Exercise material
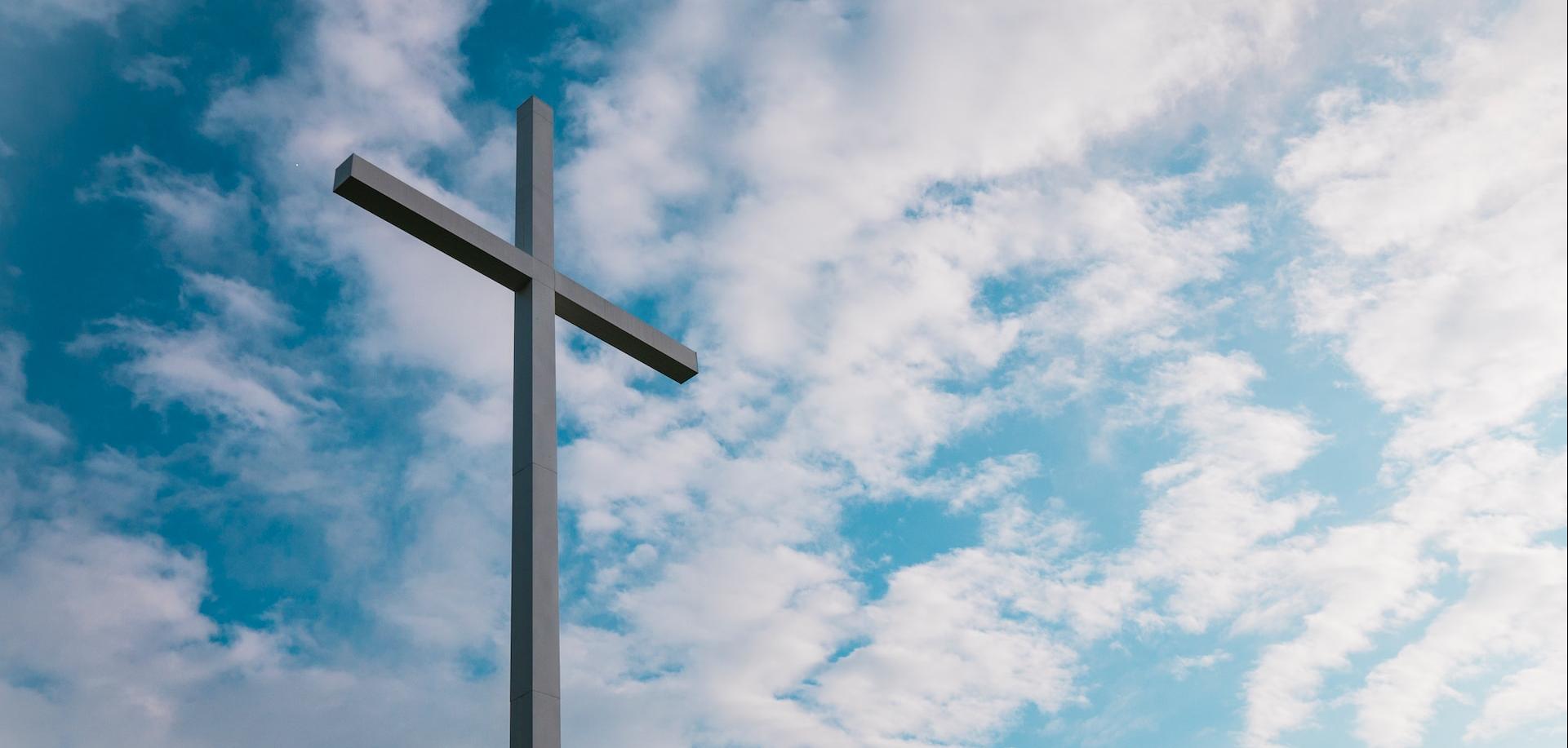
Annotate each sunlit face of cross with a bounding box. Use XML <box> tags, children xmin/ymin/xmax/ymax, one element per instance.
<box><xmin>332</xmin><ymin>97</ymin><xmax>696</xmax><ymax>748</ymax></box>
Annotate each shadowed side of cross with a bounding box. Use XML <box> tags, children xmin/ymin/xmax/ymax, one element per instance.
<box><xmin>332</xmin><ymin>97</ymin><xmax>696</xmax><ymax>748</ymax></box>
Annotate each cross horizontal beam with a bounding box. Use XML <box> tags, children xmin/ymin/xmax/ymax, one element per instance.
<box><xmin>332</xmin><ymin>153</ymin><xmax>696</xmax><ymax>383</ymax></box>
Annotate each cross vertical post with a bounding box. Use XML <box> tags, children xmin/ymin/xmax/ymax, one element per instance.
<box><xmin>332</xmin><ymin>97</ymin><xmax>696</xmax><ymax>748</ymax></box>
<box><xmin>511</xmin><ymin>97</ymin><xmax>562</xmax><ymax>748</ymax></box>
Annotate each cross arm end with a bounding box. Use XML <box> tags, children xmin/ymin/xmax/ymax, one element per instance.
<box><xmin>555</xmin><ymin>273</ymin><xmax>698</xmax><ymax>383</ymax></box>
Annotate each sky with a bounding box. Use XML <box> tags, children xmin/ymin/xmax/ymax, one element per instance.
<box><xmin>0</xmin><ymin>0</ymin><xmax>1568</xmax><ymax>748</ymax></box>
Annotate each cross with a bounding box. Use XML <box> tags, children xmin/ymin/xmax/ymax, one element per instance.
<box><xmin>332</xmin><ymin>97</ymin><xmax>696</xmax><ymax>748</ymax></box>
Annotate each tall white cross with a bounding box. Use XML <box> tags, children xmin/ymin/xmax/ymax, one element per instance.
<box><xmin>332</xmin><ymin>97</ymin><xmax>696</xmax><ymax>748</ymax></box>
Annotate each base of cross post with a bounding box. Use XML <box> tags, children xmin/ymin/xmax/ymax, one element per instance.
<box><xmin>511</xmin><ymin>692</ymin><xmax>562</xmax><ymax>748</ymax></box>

* * *

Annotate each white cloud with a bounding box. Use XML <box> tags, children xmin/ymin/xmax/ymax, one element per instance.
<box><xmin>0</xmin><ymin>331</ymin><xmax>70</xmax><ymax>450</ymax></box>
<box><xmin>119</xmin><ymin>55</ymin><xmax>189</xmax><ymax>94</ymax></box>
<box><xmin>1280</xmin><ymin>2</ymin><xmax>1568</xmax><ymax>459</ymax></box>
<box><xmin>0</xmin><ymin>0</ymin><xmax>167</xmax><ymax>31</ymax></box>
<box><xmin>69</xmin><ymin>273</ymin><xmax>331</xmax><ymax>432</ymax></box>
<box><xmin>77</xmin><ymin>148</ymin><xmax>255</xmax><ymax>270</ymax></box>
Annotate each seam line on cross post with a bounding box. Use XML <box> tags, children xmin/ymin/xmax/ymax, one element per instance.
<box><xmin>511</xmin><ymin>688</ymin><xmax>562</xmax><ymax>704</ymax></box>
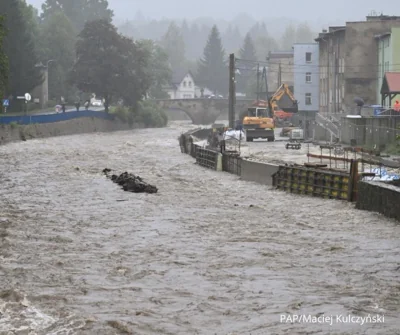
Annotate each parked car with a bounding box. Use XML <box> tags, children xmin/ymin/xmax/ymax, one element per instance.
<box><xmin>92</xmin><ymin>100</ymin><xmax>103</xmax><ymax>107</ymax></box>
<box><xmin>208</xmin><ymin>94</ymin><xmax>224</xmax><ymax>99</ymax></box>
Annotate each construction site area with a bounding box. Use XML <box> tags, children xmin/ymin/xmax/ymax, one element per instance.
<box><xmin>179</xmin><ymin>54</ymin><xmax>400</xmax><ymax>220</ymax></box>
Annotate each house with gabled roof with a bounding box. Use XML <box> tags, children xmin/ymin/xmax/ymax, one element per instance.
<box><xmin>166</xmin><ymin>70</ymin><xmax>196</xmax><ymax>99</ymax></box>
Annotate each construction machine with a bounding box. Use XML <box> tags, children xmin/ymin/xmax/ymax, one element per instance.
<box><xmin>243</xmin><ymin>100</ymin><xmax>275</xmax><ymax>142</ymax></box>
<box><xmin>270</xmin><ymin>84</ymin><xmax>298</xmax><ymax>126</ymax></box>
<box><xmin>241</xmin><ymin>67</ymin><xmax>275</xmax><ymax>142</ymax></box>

Work instructions
Show each line from the entries above that contains the word "white".

Answer
Annotate each tall white cross with a bounding box. Use XML <box> tags, children xmin/ymin/xmax/ymax, one element per instance.
Annotate each white cloud with a bounding box. Use XML <box> tags, children xmin/ymin/xmax/ymax, one element per instance.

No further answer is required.